• Task requirements: Review the material and extract every line in which the word "wooden" occurs.

• Entries supplied:
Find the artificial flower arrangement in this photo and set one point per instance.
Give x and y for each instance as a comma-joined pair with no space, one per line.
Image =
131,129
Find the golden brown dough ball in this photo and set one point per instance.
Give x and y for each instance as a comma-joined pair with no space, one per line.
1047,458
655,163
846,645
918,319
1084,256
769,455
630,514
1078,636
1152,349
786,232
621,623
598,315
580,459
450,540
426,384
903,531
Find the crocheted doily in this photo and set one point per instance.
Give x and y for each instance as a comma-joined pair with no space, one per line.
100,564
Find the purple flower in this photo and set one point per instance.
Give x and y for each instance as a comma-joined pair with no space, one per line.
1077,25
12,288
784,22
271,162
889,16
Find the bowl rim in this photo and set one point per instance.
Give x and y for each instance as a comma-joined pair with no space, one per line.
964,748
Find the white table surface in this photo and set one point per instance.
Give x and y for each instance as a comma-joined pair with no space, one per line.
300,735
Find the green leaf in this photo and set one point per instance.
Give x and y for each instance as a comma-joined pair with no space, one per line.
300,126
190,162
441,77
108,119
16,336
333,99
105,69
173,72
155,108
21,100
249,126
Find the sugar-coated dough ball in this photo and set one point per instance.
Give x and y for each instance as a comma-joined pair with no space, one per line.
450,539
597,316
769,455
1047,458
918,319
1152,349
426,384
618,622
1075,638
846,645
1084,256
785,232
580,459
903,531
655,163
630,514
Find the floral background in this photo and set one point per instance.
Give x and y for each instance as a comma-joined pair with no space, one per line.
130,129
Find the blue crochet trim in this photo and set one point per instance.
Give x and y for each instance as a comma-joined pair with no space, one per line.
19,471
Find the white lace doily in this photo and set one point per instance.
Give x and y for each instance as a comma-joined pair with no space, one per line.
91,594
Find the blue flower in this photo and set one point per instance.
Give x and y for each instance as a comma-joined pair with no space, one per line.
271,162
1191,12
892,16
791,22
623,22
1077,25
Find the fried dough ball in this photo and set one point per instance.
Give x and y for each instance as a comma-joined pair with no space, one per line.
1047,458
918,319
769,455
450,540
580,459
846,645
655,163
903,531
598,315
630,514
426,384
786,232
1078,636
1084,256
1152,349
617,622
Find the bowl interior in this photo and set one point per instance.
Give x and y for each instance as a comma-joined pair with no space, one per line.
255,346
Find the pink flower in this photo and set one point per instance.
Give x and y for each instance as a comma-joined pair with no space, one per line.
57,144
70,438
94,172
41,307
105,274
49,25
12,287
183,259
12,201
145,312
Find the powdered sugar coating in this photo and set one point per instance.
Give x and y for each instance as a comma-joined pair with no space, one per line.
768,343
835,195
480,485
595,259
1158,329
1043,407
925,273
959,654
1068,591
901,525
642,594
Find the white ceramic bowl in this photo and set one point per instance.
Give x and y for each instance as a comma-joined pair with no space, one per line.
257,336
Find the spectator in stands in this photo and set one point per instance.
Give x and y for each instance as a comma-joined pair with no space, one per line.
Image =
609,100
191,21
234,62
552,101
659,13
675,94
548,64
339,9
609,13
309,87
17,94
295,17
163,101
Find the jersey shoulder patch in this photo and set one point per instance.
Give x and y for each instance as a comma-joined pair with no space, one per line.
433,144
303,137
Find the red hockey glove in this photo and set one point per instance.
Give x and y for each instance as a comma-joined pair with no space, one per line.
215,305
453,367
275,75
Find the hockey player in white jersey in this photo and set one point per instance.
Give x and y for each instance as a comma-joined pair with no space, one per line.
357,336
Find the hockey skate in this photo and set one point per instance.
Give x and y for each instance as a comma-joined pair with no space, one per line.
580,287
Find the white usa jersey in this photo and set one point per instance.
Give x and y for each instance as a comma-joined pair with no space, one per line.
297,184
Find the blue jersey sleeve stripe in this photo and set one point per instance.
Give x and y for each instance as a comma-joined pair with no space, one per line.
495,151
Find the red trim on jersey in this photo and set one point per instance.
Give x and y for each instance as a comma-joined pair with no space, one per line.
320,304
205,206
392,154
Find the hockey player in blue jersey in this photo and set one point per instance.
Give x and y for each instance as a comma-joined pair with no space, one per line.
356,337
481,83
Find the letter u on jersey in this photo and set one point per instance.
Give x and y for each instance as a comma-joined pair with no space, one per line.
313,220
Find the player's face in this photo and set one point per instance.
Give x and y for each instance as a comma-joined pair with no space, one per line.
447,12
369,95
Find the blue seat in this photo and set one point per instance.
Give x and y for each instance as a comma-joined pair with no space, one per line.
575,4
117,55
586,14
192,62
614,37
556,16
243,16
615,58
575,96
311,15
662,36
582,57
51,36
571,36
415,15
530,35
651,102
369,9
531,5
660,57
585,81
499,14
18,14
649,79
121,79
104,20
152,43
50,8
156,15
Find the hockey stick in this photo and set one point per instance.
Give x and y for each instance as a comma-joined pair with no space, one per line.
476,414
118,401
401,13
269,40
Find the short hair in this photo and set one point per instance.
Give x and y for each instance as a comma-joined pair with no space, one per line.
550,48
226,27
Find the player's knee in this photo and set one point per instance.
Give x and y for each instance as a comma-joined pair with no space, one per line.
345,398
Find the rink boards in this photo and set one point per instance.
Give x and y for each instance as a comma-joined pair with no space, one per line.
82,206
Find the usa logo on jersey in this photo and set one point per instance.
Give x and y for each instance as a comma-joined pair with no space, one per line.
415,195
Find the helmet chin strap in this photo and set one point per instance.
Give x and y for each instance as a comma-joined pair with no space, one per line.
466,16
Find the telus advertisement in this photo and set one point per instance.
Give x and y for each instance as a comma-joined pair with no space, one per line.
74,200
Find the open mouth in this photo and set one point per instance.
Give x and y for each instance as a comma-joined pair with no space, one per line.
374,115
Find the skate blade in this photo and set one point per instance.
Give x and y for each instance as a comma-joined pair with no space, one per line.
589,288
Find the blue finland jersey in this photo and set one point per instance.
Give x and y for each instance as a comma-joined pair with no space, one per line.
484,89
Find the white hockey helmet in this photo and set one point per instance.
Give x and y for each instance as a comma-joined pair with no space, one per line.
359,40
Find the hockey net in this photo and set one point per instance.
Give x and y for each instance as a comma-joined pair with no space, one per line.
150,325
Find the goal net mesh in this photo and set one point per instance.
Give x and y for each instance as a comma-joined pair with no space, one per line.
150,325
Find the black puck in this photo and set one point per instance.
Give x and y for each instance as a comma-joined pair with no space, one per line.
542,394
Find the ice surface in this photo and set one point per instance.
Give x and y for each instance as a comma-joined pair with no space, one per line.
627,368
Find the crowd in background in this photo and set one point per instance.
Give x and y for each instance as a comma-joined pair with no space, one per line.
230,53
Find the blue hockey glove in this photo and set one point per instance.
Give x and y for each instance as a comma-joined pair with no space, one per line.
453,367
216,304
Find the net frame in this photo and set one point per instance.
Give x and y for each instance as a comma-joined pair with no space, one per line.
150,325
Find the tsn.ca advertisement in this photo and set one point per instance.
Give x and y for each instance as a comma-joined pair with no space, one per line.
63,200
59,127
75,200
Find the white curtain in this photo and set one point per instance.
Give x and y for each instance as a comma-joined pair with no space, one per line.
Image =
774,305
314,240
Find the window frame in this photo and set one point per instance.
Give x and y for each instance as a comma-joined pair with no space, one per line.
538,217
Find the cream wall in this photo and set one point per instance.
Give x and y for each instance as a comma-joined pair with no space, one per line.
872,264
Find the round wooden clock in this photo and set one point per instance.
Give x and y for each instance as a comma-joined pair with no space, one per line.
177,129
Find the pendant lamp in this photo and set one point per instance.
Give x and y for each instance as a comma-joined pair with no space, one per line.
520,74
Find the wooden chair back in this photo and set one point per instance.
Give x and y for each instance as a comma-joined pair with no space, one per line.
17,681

• Solution to the problem:
Find the round wooden clock in this photo and set one point per instance.
Find the wooden chair back in this photo and set one point per instance.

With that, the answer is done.